Instruction —
Return every line of the material below unchanged, from the first to the last.

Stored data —

⁂

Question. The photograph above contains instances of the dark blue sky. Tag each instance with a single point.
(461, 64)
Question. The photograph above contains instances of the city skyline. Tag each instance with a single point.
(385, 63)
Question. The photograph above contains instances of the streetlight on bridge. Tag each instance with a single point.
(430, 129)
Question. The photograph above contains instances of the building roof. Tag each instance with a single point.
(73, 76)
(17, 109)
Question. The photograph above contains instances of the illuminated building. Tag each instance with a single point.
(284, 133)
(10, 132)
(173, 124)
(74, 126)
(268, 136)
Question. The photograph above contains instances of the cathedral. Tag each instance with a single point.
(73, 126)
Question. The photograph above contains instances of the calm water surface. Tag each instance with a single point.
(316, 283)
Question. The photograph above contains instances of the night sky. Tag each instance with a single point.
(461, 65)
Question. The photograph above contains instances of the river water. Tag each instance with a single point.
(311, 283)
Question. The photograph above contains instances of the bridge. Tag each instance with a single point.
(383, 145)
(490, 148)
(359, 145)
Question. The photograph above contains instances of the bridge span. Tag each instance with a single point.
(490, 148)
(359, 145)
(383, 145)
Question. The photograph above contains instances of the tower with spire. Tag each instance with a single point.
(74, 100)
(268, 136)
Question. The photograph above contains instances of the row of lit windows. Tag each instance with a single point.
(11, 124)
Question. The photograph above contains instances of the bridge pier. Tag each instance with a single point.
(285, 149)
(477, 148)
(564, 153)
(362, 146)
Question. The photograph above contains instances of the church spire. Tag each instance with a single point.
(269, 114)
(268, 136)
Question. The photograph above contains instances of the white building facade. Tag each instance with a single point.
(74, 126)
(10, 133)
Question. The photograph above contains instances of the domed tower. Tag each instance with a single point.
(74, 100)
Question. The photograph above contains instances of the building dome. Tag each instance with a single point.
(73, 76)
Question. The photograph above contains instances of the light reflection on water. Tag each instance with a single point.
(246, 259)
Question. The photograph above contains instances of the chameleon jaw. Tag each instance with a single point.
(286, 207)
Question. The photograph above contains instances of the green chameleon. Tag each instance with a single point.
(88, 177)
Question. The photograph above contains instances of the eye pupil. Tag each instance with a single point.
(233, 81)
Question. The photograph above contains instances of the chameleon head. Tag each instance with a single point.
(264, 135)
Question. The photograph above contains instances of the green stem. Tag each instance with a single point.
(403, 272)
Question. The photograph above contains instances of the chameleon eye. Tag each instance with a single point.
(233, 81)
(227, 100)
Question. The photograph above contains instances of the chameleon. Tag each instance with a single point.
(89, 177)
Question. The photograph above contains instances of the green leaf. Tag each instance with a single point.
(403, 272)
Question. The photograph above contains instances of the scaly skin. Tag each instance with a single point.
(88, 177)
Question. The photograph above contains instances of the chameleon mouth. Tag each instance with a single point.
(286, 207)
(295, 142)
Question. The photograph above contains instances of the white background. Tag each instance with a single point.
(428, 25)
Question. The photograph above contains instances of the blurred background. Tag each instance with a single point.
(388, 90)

⁂

Answer to the problem —
Question. The photograph above contains instances of the dark blue sky. Tag each instance with a single point.
(461, 64)
Question. The photograph above contains instances of the city skyline. Tag each instance with a single point.
(385, 63)
Question. The photograph above contains instances of the streetlight on bridge. Tag each instance with a single point.
(430, 129)
Question. The photograph above contains instances of the building roof. Tag each instance with a single point.
(73, 76)
(17, 109)
Question. The photograph above contains instances of the illuminated building. Tag each instance with a single point.
(284, 133)
(10, 132)
(173, 124)
(74, 126)
(268, 136)
Question. The photograph above contains instances of the cathedral. Tag each instance with a single point.
(73, 126)
Question. The photograph above contains instances of the calm water surface. Tag each instance with a single point.
(316, 283)
Question. The photograph above contains instances of the night sky. Tag each instance with a single point.
(461, 65)
Question. The photograph above contains instances of the river water. Tag each instance with a single point.
(311, 283)
Question. The photograph above contains instances of the bridge. Tag each instance with a single point.
(383, 145)
(490, 148)
(359, 145)
Question. The photograph above contains instances of the bridge span. Tag each instance with a single point.
(490, 148)
(359, 145)
(383, 145)
Question. The photograph above contains instances of the tower with spire. Tag each instance with a single point.
(74, 100)
(268, 136)
Question. The photograph above contains instances of the row of lit windows. Tag each instance with a single point.
(11, 124)
Question. The photograph above contains instances of the bridge pier. Tag each instance with a single point.
(285, 149)
(477, 148)
(564, 153)
(362, 146)
Question. The photograph above contains instances of the church spire. Tag each instance with a single point.
(269, 114)
(268, 136)
Question. The photograph above contains instances of the white building facade. Tag each instance with a single point.
(74, 126)
(10, 133)
Question. The photograph above contains instances of the domed tower. Tag each instance with a single point.
(74, 100)
Question. The photograph above contains instances of the building dome. Tag each instance with a single point.
(73, 76)
Question. The photograph above contains instances of the light reflection on water. Tag each instance with a single point.
(246, 259)
Question. The photograph above contains instances of the chameleon jaw. Tag each instance with a single point.
(286, 207)
Question. The photograph above contains instances of the green chameleon. Tag each instance with a single point.
(88, 177)
Question. The photograph above contains instances of the eye pupil. Tag each instance with a single point.
(233, 81)
Question. The photograph above contains instances of the chameleon head. Tag each instance with a single point.
(264, 135)
Question. The photograph above contains instances of the green stem. Tag each instance with a single point.
(403, 272)
Question. The photograph above contains instances of the chameleon eye. Tag each instance with a single point.
(233, 81)
(227, 100)
Question. The photograph above contains instances of the chameleon. Tag each instance with a single point.
(89, 177)
Question. The photograph above contains instances of the green leaf. Tag each instance with a single point.
(403, 272)
Question. The photograph above contains instances of the scaly skin. Tag each instance with a single point.
(88, 177)
Question. The photograph above contains instances of the chameleon mouth. Tag each instance with a single point.
(286, 207)
(295, 142)
Question. The photograph above contains instances of the white background. Tag each instance with a single point.
(428, 25)
Question. The photograph above contains instances of the blurred background. Tag each instance with a single point.
(388, 90)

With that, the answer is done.